Collected data entries:
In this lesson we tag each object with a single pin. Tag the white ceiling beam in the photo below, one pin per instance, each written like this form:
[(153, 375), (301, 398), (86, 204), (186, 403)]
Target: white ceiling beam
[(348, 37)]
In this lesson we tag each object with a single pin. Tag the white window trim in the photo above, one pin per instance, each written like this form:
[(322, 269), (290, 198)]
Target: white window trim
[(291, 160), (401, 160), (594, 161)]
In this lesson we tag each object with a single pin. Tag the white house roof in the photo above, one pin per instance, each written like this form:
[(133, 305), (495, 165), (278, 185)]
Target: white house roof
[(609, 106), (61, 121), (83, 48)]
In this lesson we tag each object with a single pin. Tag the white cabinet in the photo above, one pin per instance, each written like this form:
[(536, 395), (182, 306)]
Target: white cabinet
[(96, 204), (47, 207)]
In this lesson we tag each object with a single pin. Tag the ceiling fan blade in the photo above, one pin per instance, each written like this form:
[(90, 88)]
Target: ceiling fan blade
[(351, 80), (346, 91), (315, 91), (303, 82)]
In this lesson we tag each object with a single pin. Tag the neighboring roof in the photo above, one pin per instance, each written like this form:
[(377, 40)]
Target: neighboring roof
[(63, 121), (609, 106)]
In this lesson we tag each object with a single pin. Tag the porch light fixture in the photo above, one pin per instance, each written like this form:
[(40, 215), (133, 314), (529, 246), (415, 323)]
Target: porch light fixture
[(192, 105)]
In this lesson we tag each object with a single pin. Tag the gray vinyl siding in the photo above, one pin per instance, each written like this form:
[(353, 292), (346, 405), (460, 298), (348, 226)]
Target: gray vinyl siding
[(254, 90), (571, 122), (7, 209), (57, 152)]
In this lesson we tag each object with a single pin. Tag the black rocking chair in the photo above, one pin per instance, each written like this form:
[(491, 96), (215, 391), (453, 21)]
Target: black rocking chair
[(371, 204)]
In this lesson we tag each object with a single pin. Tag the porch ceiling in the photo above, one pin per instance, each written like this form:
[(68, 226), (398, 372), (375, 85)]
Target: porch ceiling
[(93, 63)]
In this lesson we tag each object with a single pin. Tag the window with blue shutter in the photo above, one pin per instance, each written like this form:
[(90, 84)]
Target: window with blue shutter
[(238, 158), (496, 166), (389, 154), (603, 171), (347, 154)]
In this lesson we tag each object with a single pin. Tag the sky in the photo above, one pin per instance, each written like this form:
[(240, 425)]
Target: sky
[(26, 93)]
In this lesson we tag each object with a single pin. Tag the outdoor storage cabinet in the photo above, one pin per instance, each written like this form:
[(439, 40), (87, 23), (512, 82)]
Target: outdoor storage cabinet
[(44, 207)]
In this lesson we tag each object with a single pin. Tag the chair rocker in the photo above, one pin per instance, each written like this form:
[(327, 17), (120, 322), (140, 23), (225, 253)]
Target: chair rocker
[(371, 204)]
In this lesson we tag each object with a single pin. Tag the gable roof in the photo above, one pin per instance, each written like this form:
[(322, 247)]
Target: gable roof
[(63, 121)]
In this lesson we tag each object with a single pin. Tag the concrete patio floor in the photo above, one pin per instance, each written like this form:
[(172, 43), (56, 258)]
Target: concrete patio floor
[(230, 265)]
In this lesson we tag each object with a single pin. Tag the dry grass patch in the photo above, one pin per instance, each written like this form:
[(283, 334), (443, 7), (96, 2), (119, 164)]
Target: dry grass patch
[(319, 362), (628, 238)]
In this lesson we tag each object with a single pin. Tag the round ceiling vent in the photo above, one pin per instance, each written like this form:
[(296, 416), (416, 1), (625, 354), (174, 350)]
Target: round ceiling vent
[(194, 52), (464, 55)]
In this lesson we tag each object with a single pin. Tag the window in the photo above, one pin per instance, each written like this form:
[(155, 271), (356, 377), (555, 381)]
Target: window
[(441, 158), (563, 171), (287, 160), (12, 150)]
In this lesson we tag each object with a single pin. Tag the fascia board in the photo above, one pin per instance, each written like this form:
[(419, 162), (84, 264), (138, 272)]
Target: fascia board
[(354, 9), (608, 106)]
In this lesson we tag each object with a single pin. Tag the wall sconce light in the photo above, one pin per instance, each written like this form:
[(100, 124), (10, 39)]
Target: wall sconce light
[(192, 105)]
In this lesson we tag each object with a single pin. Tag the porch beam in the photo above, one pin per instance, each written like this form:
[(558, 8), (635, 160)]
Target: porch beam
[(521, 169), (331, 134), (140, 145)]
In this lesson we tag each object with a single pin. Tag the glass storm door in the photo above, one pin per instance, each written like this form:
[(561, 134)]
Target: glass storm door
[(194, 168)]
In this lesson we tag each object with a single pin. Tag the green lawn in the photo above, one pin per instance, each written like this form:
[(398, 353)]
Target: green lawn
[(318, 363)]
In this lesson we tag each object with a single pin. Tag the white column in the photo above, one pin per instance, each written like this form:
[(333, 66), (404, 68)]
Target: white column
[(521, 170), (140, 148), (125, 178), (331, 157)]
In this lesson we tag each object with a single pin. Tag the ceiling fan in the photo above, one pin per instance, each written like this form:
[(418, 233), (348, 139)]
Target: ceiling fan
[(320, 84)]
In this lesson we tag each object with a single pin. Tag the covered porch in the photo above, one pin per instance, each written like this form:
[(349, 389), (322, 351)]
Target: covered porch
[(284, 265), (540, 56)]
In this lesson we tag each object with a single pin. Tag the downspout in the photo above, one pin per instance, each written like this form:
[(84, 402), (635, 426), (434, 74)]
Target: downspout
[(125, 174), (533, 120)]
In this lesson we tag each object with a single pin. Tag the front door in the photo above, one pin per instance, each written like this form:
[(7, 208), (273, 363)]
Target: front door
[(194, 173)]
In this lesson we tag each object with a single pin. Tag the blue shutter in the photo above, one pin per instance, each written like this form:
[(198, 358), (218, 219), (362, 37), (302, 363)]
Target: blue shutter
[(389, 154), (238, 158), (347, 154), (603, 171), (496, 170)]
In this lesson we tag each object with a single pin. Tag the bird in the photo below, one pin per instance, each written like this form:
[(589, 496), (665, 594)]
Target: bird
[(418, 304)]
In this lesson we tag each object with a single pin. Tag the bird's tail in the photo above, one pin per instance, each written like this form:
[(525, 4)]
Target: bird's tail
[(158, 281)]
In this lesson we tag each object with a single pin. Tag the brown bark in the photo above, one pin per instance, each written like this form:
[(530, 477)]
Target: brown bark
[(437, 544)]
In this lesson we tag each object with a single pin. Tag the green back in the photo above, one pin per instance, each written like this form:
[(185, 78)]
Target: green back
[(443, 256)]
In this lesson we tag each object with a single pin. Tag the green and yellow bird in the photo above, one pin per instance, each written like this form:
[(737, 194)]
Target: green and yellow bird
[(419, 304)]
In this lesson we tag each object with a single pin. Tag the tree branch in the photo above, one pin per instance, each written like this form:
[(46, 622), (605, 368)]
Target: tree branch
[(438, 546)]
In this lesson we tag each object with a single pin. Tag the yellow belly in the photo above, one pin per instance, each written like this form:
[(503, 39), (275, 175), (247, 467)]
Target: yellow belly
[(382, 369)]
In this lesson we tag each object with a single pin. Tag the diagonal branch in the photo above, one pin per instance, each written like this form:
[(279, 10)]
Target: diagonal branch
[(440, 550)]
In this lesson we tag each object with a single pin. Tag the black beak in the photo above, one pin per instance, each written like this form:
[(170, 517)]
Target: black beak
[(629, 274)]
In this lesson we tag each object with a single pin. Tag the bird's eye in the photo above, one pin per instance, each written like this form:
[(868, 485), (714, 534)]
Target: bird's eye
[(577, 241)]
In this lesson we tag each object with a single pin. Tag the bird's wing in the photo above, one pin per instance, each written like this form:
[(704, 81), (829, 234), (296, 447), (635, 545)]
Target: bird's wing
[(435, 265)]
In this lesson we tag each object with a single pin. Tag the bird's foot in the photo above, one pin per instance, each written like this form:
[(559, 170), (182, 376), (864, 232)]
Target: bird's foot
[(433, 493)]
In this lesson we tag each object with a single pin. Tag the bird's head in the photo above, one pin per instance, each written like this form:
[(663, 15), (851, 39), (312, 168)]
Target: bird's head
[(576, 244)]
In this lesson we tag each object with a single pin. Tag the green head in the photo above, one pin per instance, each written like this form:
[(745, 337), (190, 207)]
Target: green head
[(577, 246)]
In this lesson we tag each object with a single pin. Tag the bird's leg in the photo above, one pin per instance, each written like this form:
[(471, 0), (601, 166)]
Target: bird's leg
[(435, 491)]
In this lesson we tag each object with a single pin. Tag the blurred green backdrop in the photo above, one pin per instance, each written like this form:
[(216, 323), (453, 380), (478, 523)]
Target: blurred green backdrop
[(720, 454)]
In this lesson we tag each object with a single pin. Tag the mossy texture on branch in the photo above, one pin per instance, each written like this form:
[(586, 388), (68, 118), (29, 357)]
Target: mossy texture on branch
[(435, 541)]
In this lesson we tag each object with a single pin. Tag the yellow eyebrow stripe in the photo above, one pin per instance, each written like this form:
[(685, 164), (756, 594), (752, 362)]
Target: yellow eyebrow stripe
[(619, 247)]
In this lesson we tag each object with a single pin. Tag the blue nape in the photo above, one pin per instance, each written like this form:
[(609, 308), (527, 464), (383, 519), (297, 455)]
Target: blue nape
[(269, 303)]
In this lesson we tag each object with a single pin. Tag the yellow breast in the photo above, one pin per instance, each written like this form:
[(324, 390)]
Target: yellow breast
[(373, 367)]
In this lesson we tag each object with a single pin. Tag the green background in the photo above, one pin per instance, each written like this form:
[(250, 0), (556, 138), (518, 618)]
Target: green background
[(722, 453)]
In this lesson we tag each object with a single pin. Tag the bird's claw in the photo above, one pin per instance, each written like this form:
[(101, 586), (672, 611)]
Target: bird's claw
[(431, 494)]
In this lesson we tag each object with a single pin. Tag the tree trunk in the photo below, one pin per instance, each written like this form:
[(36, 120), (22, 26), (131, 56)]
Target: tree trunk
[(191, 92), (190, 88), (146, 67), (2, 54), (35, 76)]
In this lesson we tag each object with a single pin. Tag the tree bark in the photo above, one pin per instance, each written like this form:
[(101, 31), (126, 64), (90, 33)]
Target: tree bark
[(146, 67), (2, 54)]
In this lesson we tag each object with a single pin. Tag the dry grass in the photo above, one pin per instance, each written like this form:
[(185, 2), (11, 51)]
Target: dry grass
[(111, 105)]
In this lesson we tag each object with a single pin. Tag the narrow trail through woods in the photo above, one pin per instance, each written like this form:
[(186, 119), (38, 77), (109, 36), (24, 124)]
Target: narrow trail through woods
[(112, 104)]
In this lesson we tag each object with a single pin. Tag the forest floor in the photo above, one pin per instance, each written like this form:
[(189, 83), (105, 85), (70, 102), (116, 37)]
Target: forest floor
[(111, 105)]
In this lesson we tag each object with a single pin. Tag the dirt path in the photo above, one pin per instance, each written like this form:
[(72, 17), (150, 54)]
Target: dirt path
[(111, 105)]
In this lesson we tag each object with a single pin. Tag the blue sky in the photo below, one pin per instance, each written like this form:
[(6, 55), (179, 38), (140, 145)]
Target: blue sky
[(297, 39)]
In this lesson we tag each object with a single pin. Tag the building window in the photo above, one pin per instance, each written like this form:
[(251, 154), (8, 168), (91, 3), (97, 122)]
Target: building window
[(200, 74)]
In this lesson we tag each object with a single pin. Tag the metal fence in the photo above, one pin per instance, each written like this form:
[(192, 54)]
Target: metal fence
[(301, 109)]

DESCRIPTION OF THE TASK »
The answer should contain only the lines from the first line of the entries through the line holding "[(353, 292), (346, 405), (460, 298), (348, 226)]", each exactly as written.

ANSWER TO THIS PROBLEM »
In this lesson we tag each object with a single pin. Tag the white ceiling beam in the photo below, one pin per instance, each written like this form:
[(153, 375), (301, 398), (86, 204), (186, 403)]
Target: white ceiling beam
[(348, 37)]
In this lesson we tag each object with a single pin. Tag the white window trim in the photo above, one pin per instance, each written like this form:
[(322, 269), (290, 198)]
Target: white window trim
[(291, 160), (401, 160), (594, 161)]
In this lesson we tag each object with a single pin. Tag the white house roof in the photo above, one pin per instance, each written like this form:
[(133, 305), (495, 165), (278, 185)]
Target: white house roof
[(609, 106), (61, 121), (83, 48)]
In this lesson we tag each object with a single pin. Tag the white cabinet in the photo above, one pin per instance, each written like this form:
[(536, 395), (182, 306)]
Target: white cabinet
[(96, 204), (47, 207)]
In this lesson we tag each object with a single pin. Tag the ceiling fan blade in the photo above, one pin per instance, each written like this form:
[(90, 88)]
Target: ceiling fan blade
[(351, 80), (346, 91), (315, 91), (303, 82)]
In this lesson we tag each object with a single pin. Tag the neighboring roof in the photo above, one pin per instance, each written like this form:
[(377, 40)]
Target: neighboring roof
[(63, 121), (609, 106)]
In this lesson we tag each object with a single pin. Tag the porch light fixture in the photo above, one pin per instance, each written like this form:
[(40, 215), (133, 314), (529, 246), (415, 323)]
Target: porch light fixture
[(192, 105)]
In this lesson we tag each object with a single pin. Tag the gray vinyl siding in the photo above, one pin per instance, each written like this form:
[(353, 292), (346, 405), (460, 298), (348, 226)]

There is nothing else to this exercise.